_Texto extraído_
- - - - - - -

EN mi experiencia, que no es poca, la realidad de los servicios de Urgencias hospitalarios se parece bastante más a la que describe la Asociación de Médicos de Urgencias de Andalucía (Amura) que a aquella otra, idílica, que proclama el SAS. Tras una concentración celebrada esta semana en Sevilla, la vicepresidenta de Amura ha denunciado el deterioro de la atención que se presta en las Urgencias, un problema, señaló, estructural y no coyuntural. A su juicio, es patente el fracaso del Plan Andaluz de Urgencias y Emergencias (PAUE), así como de la "reordenación de la atención urgente" que comenzó a realizarse a partir de febrero de 2007. La disminución de médicos experimentados, por una parte, y el aumento de la masificación y saturación de estos servicios, por otra, nos conducen a una situación insostenible, impropia además de una Andalucía que pregona sus reiteradas modernizaciones.

- - - - - - -

_Entradas proporcionadas_

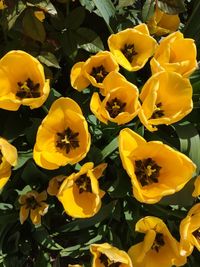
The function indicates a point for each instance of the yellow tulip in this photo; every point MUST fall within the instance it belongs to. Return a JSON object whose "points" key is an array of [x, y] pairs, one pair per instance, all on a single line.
{"points": [[175, 53], [93, 71], [156, 170], [22, 81], [33, 203], [166, 98], [8, 158], [161, 23], [159, 247], [196, 191], [121, 103], [62, 137], [132, 47], [190, 231], [107, 255], [80, 194]]}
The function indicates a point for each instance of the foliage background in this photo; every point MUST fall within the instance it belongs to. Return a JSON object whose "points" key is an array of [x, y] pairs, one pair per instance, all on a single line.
{"points": [[71, 32]]}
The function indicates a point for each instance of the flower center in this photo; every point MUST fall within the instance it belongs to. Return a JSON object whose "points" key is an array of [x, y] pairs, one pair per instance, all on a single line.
{"points": [[67, 140], [84, 184], [158, 242], [28, 89], [114, 107], [99, 73], [129, 51], [107, 262], [158, 112], [147, 171], [196, 234], [31, 203]]}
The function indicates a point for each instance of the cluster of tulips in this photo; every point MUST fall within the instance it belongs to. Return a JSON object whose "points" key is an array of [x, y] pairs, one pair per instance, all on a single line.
{"points": [[155, 169]]}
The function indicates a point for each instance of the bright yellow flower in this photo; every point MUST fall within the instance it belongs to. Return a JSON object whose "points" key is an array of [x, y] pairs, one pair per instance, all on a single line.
{"points": [[121, 103], [161, 23], [166, 98], [132, 47], [8, 158], [175, 53], [80, 194], [107, 255], [190, 231], [22, 81], [33, 203], [156, 170], [62, 137], [196, 191], [94, 70], [54, 185], [158, 249]]}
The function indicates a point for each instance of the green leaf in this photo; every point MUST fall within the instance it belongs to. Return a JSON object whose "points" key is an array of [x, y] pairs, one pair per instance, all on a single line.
{"points": [[43, 238], [107, 11], [33, 27], [171, 6], [75, 18], [189, 141], [148, 10], [49, 60]]}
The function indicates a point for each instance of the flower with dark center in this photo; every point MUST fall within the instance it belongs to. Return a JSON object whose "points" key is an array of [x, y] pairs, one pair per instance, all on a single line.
{"points": [[67, 140], [107, 262], [129, 52], [158, 112], [158, 242], [115, 106], [84, 184], [99, 73], [147, 171], [28, 89]]}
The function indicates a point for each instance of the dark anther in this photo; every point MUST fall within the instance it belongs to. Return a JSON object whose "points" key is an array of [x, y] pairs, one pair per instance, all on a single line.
{"points": [[84, 184], [99, 73], [196, 234], [147, 171], [129, 51], [107, 262], [67, 140], [158, 242], [31, 203], [114, 107], [158, 112], [28, 89]]}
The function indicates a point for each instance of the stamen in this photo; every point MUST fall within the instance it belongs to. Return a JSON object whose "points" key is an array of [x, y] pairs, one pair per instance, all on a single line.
{"points": [[28, 89], [115, 106], [147, 171], [67, 140], [99, 73], [158, 112], [129, 51], [158, 242], [84, 184], [107, 262]]}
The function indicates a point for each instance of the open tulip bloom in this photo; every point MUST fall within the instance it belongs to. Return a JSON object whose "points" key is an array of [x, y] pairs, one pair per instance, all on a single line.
{"points": [[63, 136], [132, 47], [22, 81], [80, 194], [175, 53], [107, 255], [93, 71], [190, 231], [8, 158], [156, 170], [159, 247], [166, 98], [120, 104]]}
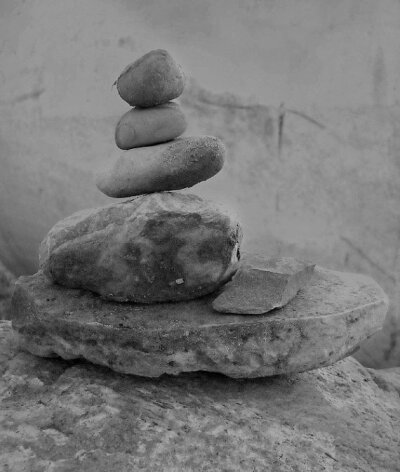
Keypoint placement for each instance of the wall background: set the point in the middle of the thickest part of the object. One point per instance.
(304, 93)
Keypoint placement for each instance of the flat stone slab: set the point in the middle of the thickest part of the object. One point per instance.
(325, 322)
(66, 416)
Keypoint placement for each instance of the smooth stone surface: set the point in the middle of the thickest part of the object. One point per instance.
(146, 126)
(263, 285)
(68, 417)
(152, 80)
(175, 165)
(159, 247)
(324, 323)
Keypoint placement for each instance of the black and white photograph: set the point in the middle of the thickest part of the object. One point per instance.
(200, 236)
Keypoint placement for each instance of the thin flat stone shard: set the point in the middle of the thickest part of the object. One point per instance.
(264, 285)
(324, 323)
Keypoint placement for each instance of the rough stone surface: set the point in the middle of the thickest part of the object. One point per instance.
(145, 126)
(325, 322)
(152, 80)
(263, 285)
(7, 280)
(72, 416)
(159, 247)
(175, 165)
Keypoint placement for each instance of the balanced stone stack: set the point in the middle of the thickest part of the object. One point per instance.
(249, 319)
(160, 245)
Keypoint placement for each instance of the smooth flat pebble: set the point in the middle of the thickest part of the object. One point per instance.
(175, 165)
(264, 285)
(165, 246)
(152, 80)
(147, 126)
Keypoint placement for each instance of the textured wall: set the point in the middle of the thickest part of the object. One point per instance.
(304, 94)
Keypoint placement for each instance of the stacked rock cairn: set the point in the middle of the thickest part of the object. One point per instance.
(159, 245)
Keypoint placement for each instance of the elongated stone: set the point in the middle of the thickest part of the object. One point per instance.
(153, 248)
(175, 165)
(152, 80)
(146, 126)
(263, 285)
(325, 322)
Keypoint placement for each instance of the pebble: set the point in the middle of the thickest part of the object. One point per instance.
(146, 126)
(175, 165)
(152, 80)
(161, 247)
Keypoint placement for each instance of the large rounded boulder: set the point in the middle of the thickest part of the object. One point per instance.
(159, 247)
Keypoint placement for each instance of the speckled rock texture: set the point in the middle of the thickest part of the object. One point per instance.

- - - - - - -

_Acciones a realizar_
a. Responde estas preguntas sobre el texto sobre las Urgencias:
(i) ¿En qué ciudad se celebró la concentración?
(ii) ¿Qué cargo ocupa en Amura la persona que denunció el deterioro de la atención?
(iii) ¿A partir de qué mes y año comenzó la "reordenación de la atención urgente"?
b. Enumera todas las siglas que aparecen en el texto sobre las Urgencias.
c. Reescribe de forma más breve el párrafo del texto sobre las Urgencias que empieza con «EN mi experiencia», conservando sus datos principales.
Por favor, responde usando solo el texto sobre las Urgencias.

_Respuestas por número_
a.
(i) En Sevilla.
(ii) Es la vicepresidenta.
(iii) A partir de febrero de 2007.

b. Amura, SAS, PAUE

c. La realidad de las Urgencias hospitalarias se parece más a la que describe Amura que a la versión idílica del SAS. Tras una concentración celebrada esta semana en Sevilla, la vicepresidenta de Amura denunció un deterioro estructural de la atención. También señaló el fracaso del PAUE y de la reordenación de la atención urgente iniciada en febrero de 2007. Hay menos médicos experimentados y más masificación y saturación, y eso lleva a una situación insostenible, impropia de una Andalucía que pregona sus modernizaciones.